The University as a Catalyst for Entrepreneurial Ecosystems Locally and Globally

The University as a Catalyst for Entrepreneurial Ecosystems Locally and Globally

We are currently in the midst of the COVID-19 crisis. A crisis that paradoxically has strengthened both the local and global role of universities. On the one hand, universities have gained a more global reach. The crisis has accelerated their digital transition. Education and research have never been as intensively digital as in this crisis, which has made the global reach of universities possible. We teach students locally and globally at the same time, in the same digital classroom, and it has never been easier to meet research staff worldwide.

On the other hand, universities are becoming an anchor in their local economy: a stable employer in the business turbulence of the crisis, and students prefer to commute a short distance from their university rather than from other regions. We do not yet know what the long-term effects of this crisis will be, but it will certainly lead to new articulations of the local and the global. What role can we expect the university to play in such an increasingly digital and fragile knowledge economy?

We already knew that we live in a society that faces global challenges. Tackling these challenges, locally has become even more prominent in the COVID-19 crisis. Challenges for which solutions must be discovered and cr  eated. This requires attitudes, skills and behaviours that stimulate the pursuit and realisation of new value creation.

The university’s traditional role as a developer of in-depth disciplinary, scientific expertise needs to be enriched with attitudes and skills aimed at creating new value and improving tomorrow’s society. Universities should show in their curriculum and overall communication that it can be attractive for students and staff to get involved in the identification and pursuit of new opportunities for value creation, and should also enable the development of skills to do so, within, or perhaps even better, outside the university. Talent and knowledge creation must become increasingly multidisciplinary in order to create new combinations of knowledge and skills needed to meet global challenges. Creating these new combinations and making them work requires students and researchers equipped with the right entrepreneurial skills and attitudes.

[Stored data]
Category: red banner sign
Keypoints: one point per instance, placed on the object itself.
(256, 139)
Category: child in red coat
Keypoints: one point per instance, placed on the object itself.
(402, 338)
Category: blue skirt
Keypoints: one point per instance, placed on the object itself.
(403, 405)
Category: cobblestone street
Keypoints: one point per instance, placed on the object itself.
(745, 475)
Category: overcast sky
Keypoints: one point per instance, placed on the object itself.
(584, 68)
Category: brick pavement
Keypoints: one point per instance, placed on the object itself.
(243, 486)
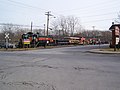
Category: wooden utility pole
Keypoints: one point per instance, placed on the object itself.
(31, 26)
(48, 15)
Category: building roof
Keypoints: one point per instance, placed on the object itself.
(113, 26)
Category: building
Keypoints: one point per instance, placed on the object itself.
(115, 28)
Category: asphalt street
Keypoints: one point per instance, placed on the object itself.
(66, 68)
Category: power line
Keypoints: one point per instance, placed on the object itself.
(98, 15)
(18, 25)
(99, 20)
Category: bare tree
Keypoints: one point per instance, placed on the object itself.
(72, 23)
(67, 25)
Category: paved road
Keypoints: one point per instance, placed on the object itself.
(68, 68)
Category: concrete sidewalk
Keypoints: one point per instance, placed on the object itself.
(99, 51)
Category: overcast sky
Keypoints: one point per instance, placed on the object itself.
(98, 13)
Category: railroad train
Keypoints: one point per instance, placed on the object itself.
(35, 40)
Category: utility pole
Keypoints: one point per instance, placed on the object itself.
(48, 15)
(31, 26)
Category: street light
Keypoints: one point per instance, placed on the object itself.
(48, 15)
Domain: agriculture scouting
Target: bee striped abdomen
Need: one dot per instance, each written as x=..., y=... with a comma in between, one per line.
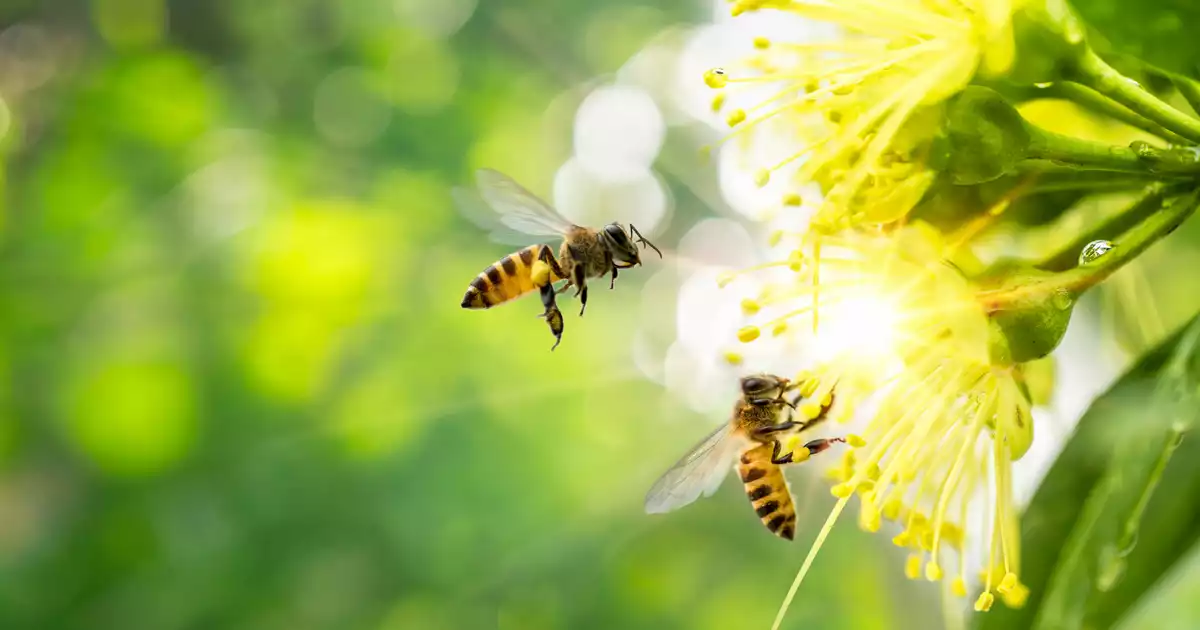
x=508, y=279
x=768, y=491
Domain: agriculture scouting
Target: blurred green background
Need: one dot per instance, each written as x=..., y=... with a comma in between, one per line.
x=238, y=388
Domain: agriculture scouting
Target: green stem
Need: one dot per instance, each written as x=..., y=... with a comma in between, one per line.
x=1092, y=71
x=1080, y=279
x=1150, y=202
x=1189, y=90
x=1084, y=154
x=1097, y=102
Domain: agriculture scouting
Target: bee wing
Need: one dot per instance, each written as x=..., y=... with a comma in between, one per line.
x=699, y=473
x=511, y=213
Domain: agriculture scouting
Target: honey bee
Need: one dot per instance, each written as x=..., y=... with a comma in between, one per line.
x=585, y=253
x=750, y=439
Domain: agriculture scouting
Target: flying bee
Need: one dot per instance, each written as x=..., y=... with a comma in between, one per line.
x=750, y=439
x=585, y=253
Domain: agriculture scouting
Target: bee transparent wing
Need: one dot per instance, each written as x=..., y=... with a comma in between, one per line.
x=505, y=208
x=699, y=473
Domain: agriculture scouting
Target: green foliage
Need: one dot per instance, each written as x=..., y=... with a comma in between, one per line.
x=1117, y=510
x=1161, y=33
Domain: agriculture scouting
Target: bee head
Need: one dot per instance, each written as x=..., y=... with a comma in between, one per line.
x=618, y=243
x=763, y=385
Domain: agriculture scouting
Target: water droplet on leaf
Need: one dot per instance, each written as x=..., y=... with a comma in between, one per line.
x=1093, y=251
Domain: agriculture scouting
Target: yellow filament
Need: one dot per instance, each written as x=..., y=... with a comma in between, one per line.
x=808, y=561
x=952, y=480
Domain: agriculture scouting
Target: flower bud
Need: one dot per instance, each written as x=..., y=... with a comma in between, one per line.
x=985, y=136
x=1029, y=315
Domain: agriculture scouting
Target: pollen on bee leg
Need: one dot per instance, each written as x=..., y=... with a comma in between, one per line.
x=539, y=273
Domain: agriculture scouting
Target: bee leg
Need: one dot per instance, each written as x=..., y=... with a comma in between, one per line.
x=552, y=315
x=774, y=455
x=819, y=445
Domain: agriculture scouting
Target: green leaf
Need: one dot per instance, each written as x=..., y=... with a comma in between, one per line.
x=1158, y=31
x=1121, y=505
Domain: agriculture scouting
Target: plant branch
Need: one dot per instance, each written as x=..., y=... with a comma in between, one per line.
x=1156, y=225
x=1149, y=203
x=1097, y=102
x=1093, y=72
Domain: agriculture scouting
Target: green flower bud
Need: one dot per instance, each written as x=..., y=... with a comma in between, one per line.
x=1037, y=379
x=987, y=137
x=1027, y=317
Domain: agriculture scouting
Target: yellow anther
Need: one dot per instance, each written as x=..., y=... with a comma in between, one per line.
x=933, y=571
x=796, y=261
x=1017, y=597
x=912, y=567
x=761, y=178
x=869, y=519
x=718, y=101
x=715, y=78
x=539, y=274
x=1007, y=583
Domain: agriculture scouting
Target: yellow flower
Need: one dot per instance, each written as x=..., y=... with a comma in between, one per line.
x=904, y=328
x=865, y=106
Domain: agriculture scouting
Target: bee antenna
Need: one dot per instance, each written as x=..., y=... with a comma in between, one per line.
x=643, y=241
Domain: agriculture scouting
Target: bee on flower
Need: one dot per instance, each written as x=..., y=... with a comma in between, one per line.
x=905, y=336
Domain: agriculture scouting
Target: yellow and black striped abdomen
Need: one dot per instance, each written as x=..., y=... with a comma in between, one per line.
x=508, y=279
x=768, y=491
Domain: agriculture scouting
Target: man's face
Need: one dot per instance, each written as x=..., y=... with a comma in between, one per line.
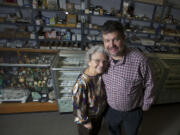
x=113, y=44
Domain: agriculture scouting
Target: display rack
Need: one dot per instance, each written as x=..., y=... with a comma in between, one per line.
x=19, y=79
x=65, y=70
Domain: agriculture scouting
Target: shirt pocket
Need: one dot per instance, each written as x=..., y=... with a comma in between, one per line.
x=133, y=86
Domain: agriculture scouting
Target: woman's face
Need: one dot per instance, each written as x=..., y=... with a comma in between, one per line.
x=98, y=62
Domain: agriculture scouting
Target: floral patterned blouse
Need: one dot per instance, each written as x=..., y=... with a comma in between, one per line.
x=89, y=98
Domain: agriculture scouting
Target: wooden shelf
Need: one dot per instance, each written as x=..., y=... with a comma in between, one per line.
x=27, y=107
x=28, y=50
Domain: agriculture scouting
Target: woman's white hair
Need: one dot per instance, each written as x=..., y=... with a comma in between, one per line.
x=92, y=50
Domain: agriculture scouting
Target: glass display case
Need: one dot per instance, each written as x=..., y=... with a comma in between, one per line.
x=65, y=70
x=25, y=77
x=167, y=77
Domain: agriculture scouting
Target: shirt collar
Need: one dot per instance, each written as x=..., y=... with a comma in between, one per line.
x=122, y=61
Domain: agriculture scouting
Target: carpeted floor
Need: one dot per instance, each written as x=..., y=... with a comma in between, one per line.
x=160, y=120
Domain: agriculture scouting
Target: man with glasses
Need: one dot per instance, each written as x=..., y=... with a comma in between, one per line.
x=128, y=82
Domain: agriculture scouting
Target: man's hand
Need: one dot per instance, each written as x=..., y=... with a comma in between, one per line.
x=88, y=125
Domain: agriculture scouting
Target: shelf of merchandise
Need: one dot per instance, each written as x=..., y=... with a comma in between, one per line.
x=17, y=107
x=6, y=108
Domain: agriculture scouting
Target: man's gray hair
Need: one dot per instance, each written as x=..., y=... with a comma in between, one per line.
x=94, y=49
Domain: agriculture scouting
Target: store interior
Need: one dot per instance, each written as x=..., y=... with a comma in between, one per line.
x=42, y=48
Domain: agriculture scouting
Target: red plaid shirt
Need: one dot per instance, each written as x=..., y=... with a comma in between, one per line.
x=129, y=82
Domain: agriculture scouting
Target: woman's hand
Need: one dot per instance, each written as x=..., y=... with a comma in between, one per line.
x=88, y=125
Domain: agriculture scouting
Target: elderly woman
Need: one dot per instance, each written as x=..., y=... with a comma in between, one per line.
x=89, y=98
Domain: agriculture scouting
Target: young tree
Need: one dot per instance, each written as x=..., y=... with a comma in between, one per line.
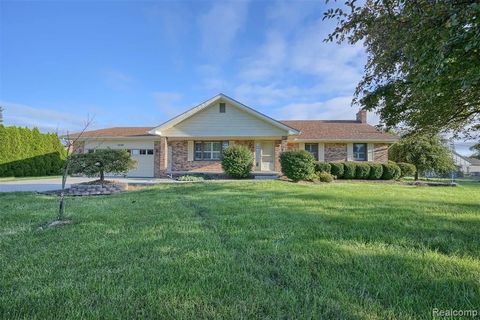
x=476, y=151
x=101, y=161
x=71, y=142
x=427, y=153
x=423, y=61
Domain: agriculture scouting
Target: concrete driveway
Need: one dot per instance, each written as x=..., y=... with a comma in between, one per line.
x=38, y=185
x=55, y=183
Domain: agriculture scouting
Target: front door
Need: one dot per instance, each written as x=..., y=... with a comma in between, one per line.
x=267, y=156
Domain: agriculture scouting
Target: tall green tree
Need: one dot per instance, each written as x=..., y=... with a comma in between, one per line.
x=427, y=153
x=423, y=68
x=476, y=151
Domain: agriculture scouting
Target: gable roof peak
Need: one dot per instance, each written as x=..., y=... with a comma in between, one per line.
x=189, y=113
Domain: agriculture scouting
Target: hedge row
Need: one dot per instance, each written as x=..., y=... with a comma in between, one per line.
x=27, y=152
x=365, y=170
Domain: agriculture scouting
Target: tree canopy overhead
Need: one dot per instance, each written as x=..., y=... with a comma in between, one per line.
x=423, y=67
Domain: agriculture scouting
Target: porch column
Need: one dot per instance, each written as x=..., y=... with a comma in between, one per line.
x=280, y=147
x=160, y=157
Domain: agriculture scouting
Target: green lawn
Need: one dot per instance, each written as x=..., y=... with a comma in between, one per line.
x=267, y=249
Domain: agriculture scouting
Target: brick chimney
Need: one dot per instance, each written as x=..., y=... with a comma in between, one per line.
x=362, y=116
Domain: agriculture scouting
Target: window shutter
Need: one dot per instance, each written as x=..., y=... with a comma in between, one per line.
x=190, y=151
x=349, y=151
x=321, y=152
x=370, y=152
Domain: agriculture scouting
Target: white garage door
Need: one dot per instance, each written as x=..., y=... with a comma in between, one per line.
x=144, y=159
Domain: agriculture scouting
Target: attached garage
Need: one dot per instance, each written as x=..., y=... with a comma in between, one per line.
x=142, y=152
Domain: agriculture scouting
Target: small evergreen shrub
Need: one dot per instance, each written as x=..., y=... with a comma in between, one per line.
x=192, y=178
x=323, y=167
x=28, y=152
x=376, y=171
x=325, y=177
x=390, y=171
x=237, y=161
x=407, y=169
x=349, y=172
x=362, y=171
x=337, y=169
x=297, y=165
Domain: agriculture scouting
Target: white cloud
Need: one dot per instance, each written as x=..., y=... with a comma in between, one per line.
x=268, y=94
x=46, y=120
x=117, y=80
x=338, y=108
x=264, y=64
x=168, y=103
x=220, y=25
x=294, y=64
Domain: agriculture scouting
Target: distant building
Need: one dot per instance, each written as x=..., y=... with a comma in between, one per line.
x=466, y=165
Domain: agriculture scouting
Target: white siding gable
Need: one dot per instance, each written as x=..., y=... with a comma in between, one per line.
x=235, y=122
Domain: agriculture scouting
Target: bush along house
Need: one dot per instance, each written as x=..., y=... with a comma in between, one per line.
x=192, y=142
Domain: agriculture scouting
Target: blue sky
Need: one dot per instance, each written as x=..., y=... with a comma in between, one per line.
x=133, y=63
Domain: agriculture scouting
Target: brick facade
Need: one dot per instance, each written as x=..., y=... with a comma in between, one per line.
x=292, y=146
x=380, y=152
x=78, y=147
x=335, y=152
x=180, y=160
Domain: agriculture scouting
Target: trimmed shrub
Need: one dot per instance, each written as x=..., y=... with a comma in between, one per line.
x=237, y=161
x=325, y=177
x=362, y=171
x=297, y=165
x=349, y=172
x=192, y=178
x=337, y=169
x=27, y=152
x=407, y=169
x=376, y=171
x=390, y=171
x=323, y=167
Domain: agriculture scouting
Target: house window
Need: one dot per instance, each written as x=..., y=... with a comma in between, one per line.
x=360, y=151
x=222, y=107
x=313, y=149
x=209, y=150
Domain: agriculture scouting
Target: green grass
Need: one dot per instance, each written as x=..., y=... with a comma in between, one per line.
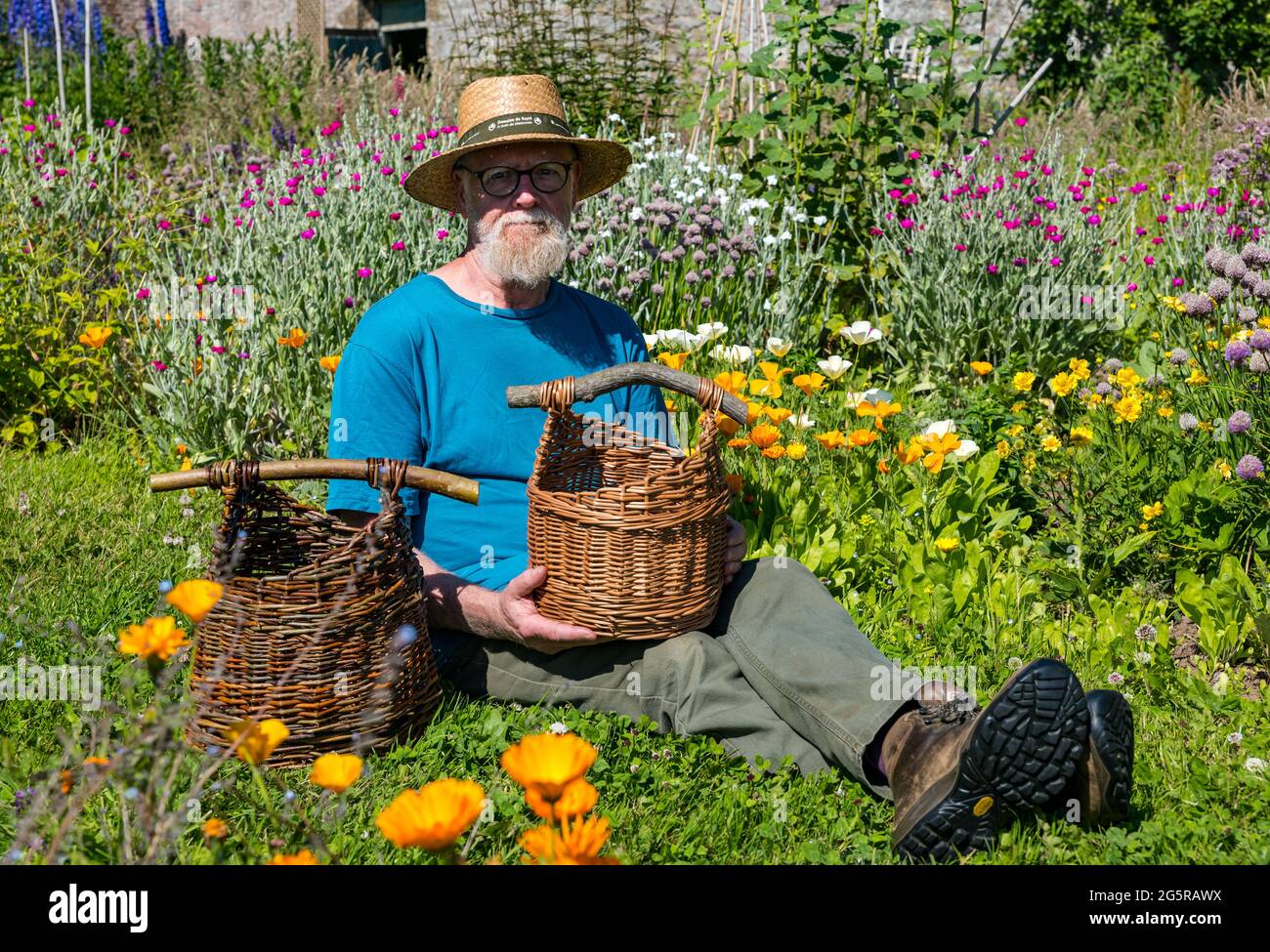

**TASK GOAL:**
Please pick up the piece on universities as catalysts for entrepreneurial ecosystems after its final sentence and continue writing it.

**ANSWER BELOW:**
Universities should encourage bottom-up initiatives, combined with a university vision. Universities need to become aware of their role in entrepreneurial ecosystems, namely to train students who can create value in organisations, the economy and society. And universities are a source of knowledge that stimulates curiosity and is relevant to society.


“The future is not something that exists out there, but something that we create. Entrepreneurship is key to creating the future, and universities must be a catalyst to enable entrepreneurship by being a source of talent and knowledge locally, but also to connect with other enterprising ecosystems globally. “


Universities have an extremely important role to feed entrepreneurial ecosystems with talent and knowledge, and can also enable the creation of an entrepreneurial culture and act as a connector between public and private actors. They will do this primarily via the core tasks of research and teaching. There is no one way to do this right. Being an effective feeder is something that can be learned via trial-and-error, in collaboration with (alumni) entrepreneurs and other key actors in the regional entrepreneurial ecosystem and of other entrepreneurial ecosystems.



Erik Stam is the Professor of Strategy, Organization & Entrepreneurship and Dean of the Utrecht University School of Economics. He has held positions at Erasmus University Rotterdam, the University of Cambridge, the Max Planck Institute of Economics, the Netherlands Scientific Council for Government Policy, and the University of Oxford. He is a leading scholar on entrepreneurial ecosystems. His broader research interests cover the societal and organizational contexts of entrepreneurship and the relation between entrepreneurship and economic development. He has (co-)authored more than a hundred books, book chapters, and articles in a variety of disciplines, including economics, geography, business/management and public administration.